• Task set:
(A) Repeat the letter on ophthalmology training word for word, everything from "Safety is priority, so" down to "oculoplasty are conducted.".
(B) In the letter on ophthalmology training, how long does the hospital's post-residency fellowship training last?
(C) Write the next part of the letter on ophthalmology training, picking up after its last sentence.

::: Exercise passage

Medical Journal of Dr. D.Y. Patil Vidyapeeth

LETTER TO THE EDITOR
Year
: 2022  |  Volume : 15  |  Issue : 4  |  Page : 609-

Ophthalmology training in India during COVID-19 pandemic: Perspective from a tertiary eye care hospital


Srinivasan Sanjay1, Chaitra Jaydev2, Sriharsha Nagaraj3, Rohit Shetty4,  
1 Departments of Uvea and Ocular Immunology, Narayana Nethralaya, Bengaluru, Karnataka, India
2 Retina, Narayana Nethralaya, Bengaluru, Karnataka, India
3 Clinical Research, Narayana Nethralaya, Bengaluru, Karnataka, India
4 Cornea and Refractive Surgery, Narayana Nethralaya, Bengaluru, Karnataka, India

Correspondence Address:
Srinivasan Sanjay
Department of Uvea and Ocular Immunology, Narayana Nethralaya, Bengaluru, Karnataka
India




How to cite this article:
Sanjay S, Jaydev C, Nagaraj S, Shetty R. Ophthalmology training in India during COVID-19 pandemic: Perspective from a tertiary eye care hospital.Med J DY Patil Vidyapeeth 2022;15:609-609


How to cite this URL:
Sanjay S, Jaydev C, Nagaraj S, Shetty R. Ophthalmology training in India during COVID-19 pandemic: Perspective from a tertiary eye care hospital. Med J DY Patil Vidyapeeth [serial online] 2022 [cited 2022 Aug 20 ];15:609-609
Available from: https://www.mjdrdypv.org/text.asp?2022/15/4/609/337215


Full Text



Dear Sir,

We are a tertiary care eye hospital providing post graduate training programme for selected medical graduates who wish to pursue specialisation in ophthalmology. This programme is for 3 years. We have eight subspecialty clinics and offer post-residency fellowship training ranging from 12 to 24 months. Ophthalmology, being a predominantly surgical practice, needs hands-on training. The surgical “off time” may not compensate for the actual training needs.[1]

Safety is priority, so all our trainees practice hand hygiene, suitable disinfection measures, and social distancing while they interact with the patients. Webinars are being organized to keep them abreast of the revised guidelines on the best prevailing practices to be followed in the outpatient department and surgical theaters. The educative webinars include case-based discussion, updates on surgical practices, and technological innovations. Our residents are provided opportunities to present at regional and national forums from the safety of their residences and to interact with senior faculty and experts in their respective subspecialty. Surgical skill transfer sessions via video conferencing platforms for specialties such as cataract, cornea, and oculoplasty are conducted.

::::::
::: Data extract

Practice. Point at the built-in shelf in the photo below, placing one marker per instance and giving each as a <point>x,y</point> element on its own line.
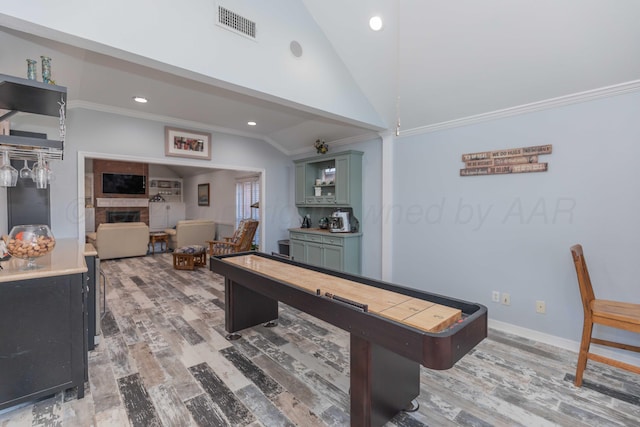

::::::

• Responses to the tasks:
(A)
Safety is priority, so all our trainees practice hand hygiene, suitable disinfection measures, and social distancing while they interact with the patients. Webinars are being organized to keep them abreast of the revised guidelines on the best prevailing practices to be followed in the outpatient department and surgical theaters. The educative webinars include case-based discussion, updates on surgical practices, and technological innovations. Our residents are provided opportunities to present at regional and national forums from the safety of their residences and to interact with senior faculty and experts in their respective subspecialty. Surgical skill transfer sessions via video conferencing platforms for specialties such as cataract, cornea, and oculoplasty are conducted.

(B) From 12 to 24 months.

(C)
Eyesi® Surgical (VRmagic GmbH, Mannheim, Germany), a high-end virtual reality simulator for intraocular surgery training, is being used for cataract and vitreoretinal surgery training. Lectures are being held on how to write a protocol, apply for grants, basic statistics, and publishing in peer-reviewed journals.

Although our residents are not “front-line COVID-19 warriors,” the fear of contracting the virus, inadequate training, and uncertainties of their future do worry them. We conduct online meditation sessions to infuse positivity and an optimistic frame of mind. The mentors actively look out for changed behavioral patterns among trainees and address the concerns. Keeping in mind the current situation, we even organized an online farewell party to our outgoing residents with motivational talks by the faculty.

Basic and subspecialty ophthalmology training will undergo a seismic shift due to the current pandemic and its consequences, which may last for few years. One important consideration is to extend the fellowship to allow residents to acquire the required skills before exiting the program. Keeping these above points in perspective, mentors need to find innovative ways to train and build the morale of residents.

Financial support and sponsorship

Nil.

Conflicts of interest

There are no conflicts of interest.

References

1Sanjay S, Garg A, Shetty R, Shetty N, Shetty BK. Impact of COVID-19 on a tertiary eye hospital. Indian J Ophthalmol 2020;68:1485-6.